Copy the records between the line holding "Q: Point out each instance of the sculpted insect" and the line holding "[(275, 524), (278, 537), (262, 536), (247, 537), (294, 530)]", inclusive, and leave the pictures out.
-- Begin Record list --
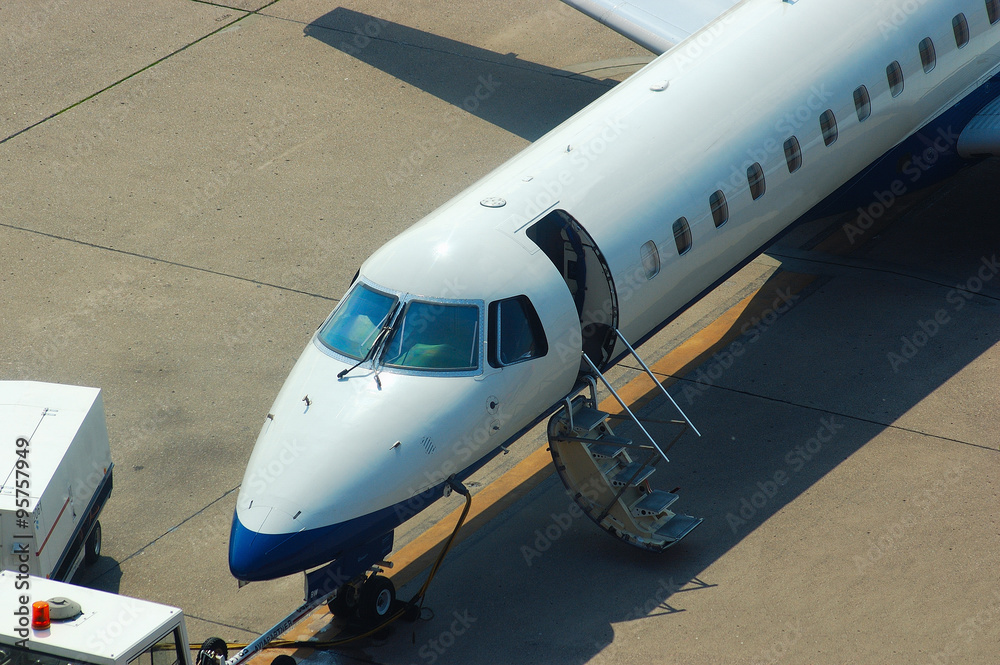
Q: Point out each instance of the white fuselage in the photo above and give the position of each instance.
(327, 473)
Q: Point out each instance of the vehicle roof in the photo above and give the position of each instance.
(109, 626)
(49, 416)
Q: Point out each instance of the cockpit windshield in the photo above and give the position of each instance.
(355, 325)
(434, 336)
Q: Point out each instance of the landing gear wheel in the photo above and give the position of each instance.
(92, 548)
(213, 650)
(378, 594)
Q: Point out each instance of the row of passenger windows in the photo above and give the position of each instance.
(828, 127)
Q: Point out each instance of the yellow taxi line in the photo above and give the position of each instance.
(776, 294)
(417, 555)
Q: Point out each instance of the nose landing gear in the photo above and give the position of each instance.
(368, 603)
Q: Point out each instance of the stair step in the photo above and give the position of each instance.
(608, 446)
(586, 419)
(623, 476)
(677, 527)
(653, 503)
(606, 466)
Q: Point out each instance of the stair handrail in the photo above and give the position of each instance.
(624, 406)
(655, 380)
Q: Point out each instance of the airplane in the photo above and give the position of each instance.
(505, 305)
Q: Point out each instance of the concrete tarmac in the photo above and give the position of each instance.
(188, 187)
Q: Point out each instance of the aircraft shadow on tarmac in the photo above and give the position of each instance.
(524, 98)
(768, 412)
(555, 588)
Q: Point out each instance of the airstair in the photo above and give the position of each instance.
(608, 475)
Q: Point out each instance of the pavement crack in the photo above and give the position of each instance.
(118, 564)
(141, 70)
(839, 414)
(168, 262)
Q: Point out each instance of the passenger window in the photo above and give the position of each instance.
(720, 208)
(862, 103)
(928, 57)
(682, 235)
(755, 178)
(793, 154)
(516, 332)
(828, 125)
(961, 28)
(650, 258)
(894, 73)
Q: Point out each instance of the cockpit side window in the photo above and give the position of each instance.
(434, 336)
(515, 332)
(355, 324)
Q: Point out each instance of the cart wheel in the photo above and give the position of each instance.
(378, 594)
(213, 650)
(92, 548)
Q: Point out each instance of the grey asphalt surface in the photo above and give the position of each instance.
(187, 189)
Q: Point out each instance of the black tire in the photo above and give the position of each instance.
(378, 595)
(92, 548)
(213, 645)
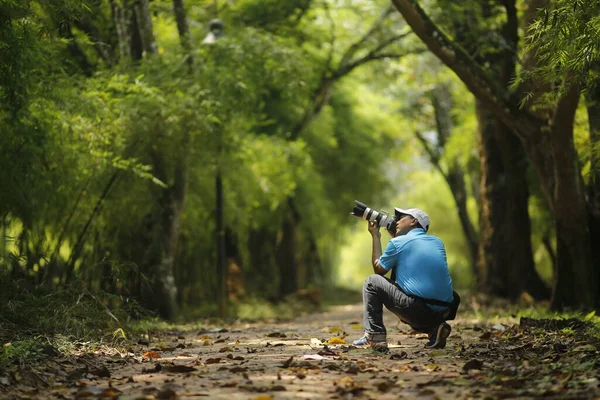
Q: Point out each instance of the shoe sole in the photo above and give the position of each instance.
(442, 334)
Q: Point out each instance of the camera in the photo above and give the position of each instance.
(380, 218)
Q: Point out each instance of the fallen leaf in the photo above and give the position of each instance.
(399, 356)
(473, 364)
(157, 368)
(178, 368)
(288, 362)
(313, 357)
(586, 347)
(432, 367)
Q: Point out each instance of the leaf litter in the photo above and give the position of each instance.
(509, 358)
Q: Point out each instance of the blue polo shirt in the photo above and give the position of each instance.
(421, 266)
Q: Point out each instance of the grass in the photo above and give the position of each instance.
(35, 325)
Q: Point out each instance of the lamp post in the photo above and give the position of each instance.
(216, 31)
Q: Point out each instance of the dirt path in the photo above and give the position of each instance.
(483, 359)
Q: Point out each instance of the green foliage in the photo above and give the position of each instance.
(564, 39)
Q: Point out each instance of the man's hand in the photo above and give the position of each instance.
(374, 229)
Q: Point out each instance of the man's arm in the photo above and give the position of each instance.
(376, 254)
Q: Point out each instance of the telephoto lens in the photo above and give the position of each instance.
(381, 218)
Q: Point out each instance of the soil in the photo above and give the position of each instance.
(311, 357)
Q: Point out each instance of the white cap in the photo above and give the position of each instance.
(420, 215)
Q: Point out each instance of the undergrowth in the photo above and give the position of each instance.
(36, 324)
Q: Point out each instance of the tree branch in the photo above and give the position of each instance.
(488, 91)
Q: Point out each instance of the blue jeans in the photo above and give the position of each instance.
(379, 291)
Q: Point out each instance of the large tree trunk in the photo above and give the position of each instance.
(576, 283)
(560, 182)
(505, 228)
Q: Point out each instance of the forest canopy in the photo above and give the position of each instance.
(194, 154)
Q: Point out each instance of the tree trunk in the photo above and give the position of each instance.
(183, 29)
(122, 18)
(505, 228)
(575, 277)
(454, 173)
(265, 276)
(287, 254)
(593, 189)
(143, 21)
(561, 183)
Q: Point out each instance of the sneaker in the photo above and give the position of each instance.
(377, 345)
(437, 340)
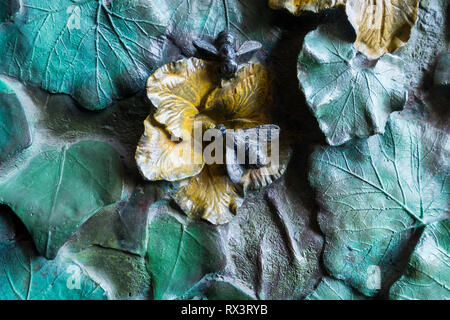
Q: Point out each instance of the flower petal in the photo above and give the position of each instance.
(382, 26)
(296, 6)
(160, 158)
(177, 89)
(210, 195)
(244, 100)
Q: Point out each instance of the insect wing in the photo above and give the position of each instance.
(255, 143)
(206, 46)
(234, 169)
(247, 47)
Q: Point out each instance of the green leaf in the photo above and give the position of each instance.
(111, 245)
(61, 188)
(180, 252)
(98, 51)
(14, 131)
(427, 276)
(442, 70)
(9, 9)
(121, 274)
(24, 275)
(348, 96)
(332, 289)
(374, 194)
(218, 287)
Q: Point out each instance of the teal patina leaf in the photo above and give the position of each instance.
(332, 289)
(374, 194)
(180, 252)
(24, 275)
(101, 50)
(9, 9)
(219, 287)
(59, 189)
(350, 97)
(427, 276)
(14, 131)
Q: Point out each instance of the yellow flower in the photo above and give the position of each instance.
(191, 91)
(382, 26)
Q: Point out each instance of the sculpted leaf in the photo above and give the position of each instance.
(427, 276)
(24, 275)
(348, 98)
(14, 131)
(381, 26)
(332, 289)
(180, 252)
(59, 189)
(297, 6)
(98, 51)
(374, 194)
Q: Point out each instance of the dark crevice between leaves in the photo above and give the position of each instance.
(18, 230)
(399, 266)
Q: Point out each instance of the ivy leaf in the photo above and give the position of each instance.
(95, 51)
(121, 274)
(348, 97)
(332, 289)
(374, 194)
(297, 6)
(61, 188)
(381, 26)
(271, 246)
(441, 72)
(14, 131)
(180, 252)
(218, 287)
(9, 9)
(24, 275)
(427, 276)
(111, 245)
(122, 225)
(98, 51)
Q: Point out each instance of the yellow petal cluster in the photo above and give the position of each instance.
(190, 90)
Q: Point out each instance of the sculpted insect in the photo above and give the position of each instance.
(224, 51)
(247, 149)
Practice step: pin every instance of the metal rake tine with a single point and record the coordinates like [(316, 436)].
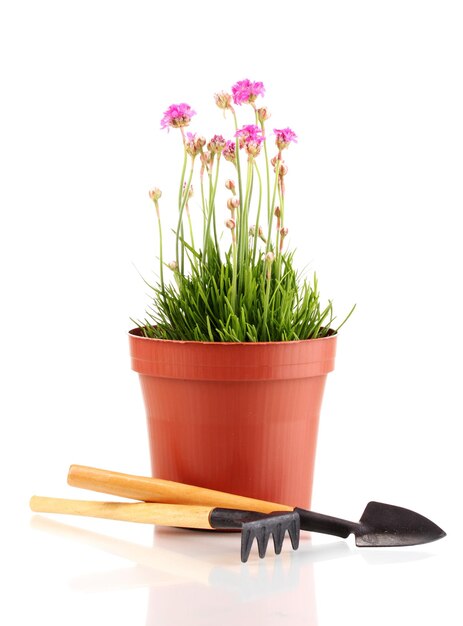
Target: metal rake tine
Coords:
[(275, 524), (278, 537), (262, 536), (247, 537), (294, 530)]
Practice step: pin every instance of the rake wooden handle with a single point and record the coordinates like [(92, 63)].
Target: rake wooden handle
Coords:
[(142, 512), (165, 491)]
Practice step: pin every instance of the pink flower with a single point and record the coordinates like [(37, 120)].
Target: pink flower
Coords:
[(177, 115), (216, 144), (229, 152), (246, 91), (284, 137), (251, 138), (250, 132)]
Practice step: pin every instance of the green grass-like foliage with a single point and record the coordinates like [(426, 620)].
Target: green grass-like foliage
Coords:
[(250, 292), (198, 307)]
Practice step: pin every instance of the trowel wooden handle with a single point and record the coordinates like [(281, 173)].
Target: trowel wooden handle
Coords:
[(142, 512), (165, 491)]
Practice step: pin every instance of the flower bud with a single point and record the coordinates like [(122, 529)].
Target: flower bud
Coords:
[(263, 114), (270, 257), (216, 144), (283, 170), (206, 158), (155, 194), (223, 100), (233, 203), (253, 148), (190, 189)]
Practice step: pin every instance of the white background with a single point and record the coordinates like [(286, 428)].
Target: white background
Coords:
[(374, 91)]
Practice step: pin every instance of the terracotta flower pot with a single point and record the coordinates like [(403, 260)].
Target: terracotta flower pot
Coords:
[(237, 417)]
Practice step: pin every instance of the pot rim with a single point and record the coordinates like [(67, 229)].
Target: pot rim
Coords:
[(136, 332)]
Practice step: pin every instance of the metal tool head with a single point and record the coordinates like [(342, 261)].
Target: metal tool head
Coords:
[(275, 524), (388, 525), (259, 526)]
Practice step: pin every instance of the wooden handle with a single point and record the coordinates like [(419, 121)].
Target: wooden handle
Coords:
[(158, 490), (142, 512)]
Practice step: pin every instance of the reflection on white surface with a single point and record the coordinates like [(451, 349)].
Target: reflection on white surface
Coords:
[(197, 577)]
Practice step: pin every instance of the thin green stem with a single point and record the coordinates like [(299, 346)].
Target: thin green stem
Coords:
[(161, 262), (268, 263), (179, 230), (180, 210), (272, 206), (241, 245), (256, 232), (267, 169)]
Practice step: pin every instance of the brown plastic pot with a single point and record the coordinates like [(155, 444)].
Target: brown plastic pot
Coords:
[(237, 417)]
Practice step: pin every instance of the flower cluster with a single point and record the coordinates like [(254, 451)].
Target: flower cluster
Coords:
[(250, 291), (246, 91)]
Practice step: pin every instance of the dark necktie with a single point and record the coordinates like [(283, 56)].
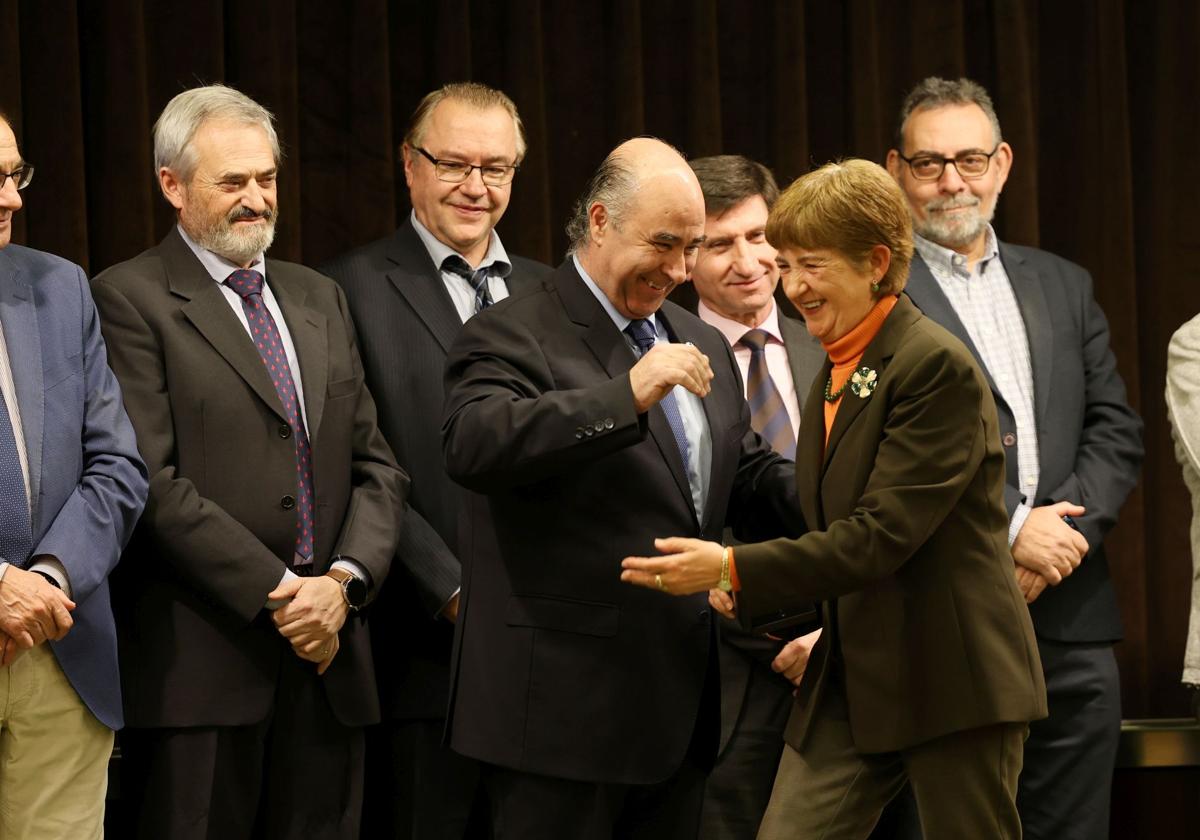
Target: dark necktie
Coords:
-- End Record list --
Answer
Q: Point out each instance of the sculpted insect in the photo above and give the position of each instance.
(224, 51)
(247, 149)
Practice step: pin every instance of the metal rake tine with a single point and record the coordinates like [(316, 436)].
Target: metal rake tine
Coords:
[(275, 524), (278, 537), (262, 536), (247, 537), (294, 530)]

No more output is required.